▶ Task description
Please write out the material that follows, exactly as it stands.

[Pointing records]
──────────────────────────────

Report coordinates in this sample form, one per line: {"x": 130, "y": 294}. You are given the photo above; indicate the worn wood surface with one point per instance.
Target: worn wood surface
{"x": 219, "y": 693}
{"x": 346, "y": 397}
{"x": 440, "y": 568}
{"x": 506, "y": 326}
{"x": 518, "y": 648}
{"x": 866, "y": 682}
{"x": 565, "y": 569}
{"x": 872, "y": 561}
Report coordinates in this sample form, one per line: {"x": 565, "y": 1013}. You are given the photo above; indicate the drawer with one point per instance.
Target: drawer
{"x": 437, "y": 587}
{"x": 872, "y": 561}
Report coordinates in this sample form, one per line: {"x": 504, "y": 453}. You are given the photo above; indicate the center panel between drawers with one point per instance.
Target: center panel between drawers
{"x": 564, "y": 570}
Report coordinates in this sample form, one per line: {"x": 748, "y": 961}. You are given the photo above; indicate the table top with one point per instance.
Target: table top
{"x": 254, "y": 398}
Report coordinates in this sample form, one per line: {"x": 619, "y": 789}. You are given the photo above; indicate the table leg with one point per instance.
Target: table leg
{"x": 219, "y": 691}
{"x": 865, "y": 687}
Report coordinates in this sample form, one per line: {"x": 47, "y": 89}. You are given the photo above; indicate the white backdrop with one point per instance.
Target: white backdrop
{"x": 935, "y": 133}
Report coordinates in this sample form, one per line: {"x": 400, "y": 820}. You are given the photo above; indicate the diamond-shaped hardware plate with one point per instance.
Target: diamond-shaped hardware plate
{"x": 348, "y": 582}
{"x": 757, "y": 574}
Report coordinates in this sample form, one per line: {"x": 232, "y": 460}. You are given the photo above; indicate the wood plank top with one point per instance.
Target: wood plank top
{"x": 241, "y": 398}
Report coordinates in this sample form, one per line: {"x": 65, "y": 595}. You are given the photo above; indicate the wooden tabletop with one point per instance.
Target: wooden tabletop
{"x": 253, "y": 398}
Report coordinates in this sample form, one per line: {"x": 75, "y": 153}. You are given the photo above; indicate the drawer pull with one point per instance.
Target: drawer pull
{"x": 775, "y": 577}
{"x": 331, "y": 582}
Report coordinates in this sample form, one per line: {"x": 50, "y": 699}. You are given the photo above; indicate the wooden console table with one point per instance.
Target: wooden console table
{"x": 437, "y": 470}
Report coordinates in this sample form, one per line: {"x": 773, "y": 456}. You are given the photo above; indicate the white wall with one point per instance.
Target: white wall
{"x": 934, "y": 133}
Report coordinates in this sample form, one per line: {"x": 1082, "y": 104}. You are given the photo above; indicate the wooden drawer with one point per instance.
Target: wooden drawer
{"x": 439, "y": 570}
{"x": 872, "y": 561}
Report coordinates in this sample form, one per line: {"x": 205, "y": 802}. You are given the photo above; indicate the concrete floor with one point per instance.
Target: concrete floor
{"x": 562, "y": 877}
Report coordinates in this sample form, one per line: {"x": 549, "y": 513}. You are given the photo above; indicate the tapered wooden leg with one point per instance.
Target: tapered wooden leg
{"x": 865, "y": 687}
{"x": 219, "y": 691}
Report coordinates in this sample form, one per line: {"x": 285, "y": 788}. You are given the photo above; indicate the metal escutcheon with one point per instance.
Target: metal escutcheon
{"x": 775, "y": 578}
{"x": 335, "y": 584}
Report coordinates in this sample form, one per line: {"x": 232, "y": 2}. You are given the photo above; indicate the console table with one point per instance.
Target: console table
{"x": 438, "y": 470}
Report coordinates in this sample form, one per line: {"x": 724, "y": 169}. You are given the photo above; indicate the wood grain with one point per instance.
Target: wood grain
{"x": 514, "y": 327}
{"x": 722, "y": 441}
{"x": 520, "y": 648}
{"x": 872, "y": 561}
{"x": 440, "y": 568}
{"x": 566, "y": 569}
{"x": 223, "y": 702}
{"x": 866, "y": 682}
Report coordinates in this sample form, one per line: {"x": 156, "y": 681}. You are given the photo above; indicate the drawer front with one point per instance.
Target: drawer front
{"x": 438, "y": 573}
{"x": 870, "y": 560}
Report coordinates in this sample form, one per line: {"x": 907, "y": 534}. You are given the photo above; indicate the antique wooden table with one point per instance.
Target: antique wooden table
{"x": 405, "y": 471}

──────────────────────────────

▶ Completed task
Report coordinates in this sample form, one per line: {"x": 130, "y": 294}. You are given the photo above; indicate the worn wood surface with one point per instance.
Target: worn wood surface
{"x": 219, "y": 693}
{"x": 346, "y": 397}
{"x": 440, "y": 568}
{"x": 506, "y": 326}
{"x": 518, "y": 648}
{"x": 866, "y": 682}
{"x": 565, "y": 569}
{"x": 872, "y": 561}
Report coordinates in this sample form, one per line: {"x": 565, "y": 1013}. You are given the photo above; indicate the drawer with one point per instance.
Target: drawer
{"x": 437, "y": 587}
{"x": 872, "y": 561}
Report coordinates in this sample form, one per line: {"x": 504, "y": 453}. You are given the photo above; indicate the center panel between drawers with one point per instance.
Target: center panel between drawers
{"x": 564, "y": 570}
Report coordinates in this sample form, one per line: {"x": 748, "y": 961}. You are given the photo above; indicate the table top with one point per instance.
Target: table top
{"x": 254, "y": 398}
Report coordinates in this sample form, one per line: {"x": 619, "y": 789}. You are given the photo above; indicate the table leg with one point per instance.
Target: table leg
{"x": 219, "y": 691}
{"x": 865, "y": 687}
Report coordinates in this sample form, one per line: {"x": 47, "y": 89}. You are given the photo above; indicate the white backdrop with one point per instance.
Target: white backdrop
{"x": 935, "y": 133}
Report coordinates in this sample form, one per line: {"x": 400, "y": 820}. You are given the photo above; indicate the diamond-shaped hardware plate with one point per instance.
Target: diamond-shaped hardware plate
{"x": 348, "y": 582}
{"x": 757, "y": 574}
Report coordinates in this sample form, one per line: {"x": 232, "y": 460}. You are given the photo above; indicate the wood plank top with one point per instance.
Target: wood plank top
{"x": 241, "y": 398}
Report coordinates in this sample form, one per line: {"x": 65, "y": 595}. You are given the photo above; indicate the wooden tabletop with one point per instance.
Target: wooden tabletop
{"x": 253, "y": 398}
Report coordinates in this sample form, one per line: {"x": 75, "y": 153}. You are given the photo above; indicate the drawer pull with one point per instance.
Target: drawer pull
{"x": 775, "y": 577}
{"x": 331, "y": 582}
Report coordinates in this sample form, one per line: {"x": 50, "y": 699}. You are given the photo above; indicate the wooden console table with one point per instance.
Target: wooden console table
{"x": 437, "y": 470}
Report coordinates in this sample form, one per line: {"x": 773, "y": 456}. You are given the photo above; indicate the white wall with one point per instance.
Target: white wall
{"x": 934, "y": 133}
Report coordinates in this sample form, one per line: {"x": 1082, "y": 104}. You are given the photo above; indicate the wooden drawer with one point per instance.
Target: wooden drawer
{"x": 439, "y": 570}
{"x": 872, "y": 561}
Report coordinates in this sample form, one per line: {"x": 205, "y": 802}. You are given the photo above; indicate the concrete floor with one point per instance.
Target: concrete floor
{"x": 562, "y": 877}
Report coordinates in this sample form, one per line: {"x": 549, "y": 513}. You are given the photo above; indicate the tapered wooden leg with one point per instance.
Target: tapered wooden leg
{"x": 865, "y": 687}
{"x": 219, "y": 691}
Report coordinates in this sample form, one per line: {"x": 285, "y": 788}. You are given the photo above; indicate the metal escutcheon with one point per instance.
Target: metal escutcheon
{"x": 775, "y": 578}
{"x": 335, "y": 584}
Report coordinates in this sample form, one per line: {"x": 232, "y": 2}. You are given the photo above; indicate the console table with one point per instance.
Target: console table
{"x": 438, "y": 470}
Report coordinates in this sample form, one per line: {"x": 724, "y": 169}. You are given the photo above; indicate the wood grain with one point per instance.
Target: wood grain
{"x": 514, "y": 327}
{"x": 722, "y": 441}
{"x": 520, "y": 648}
{"x": 872, "y": 561}
{"x": 440, "y": 568}
{"x": 566, "y": 569}
{"x": 223, "y": 702}
{"x": 866, "y": 682}
Report coordinates in this sample form, one per line: {"x": 156, "y": 681}. You are given the photo above; indicate the drawer front with one point per instance.
Target: drawer front
{"x": 438, "y": 573}
{"x": 870, "y": 560}
Report coordinates in this sample form, one per line: {"x": 907, "y": 534}. You are given the photo above; indicate the antique wooden table with one point per instance.
Target: antique wooden table
{"x": 405, "y": 471}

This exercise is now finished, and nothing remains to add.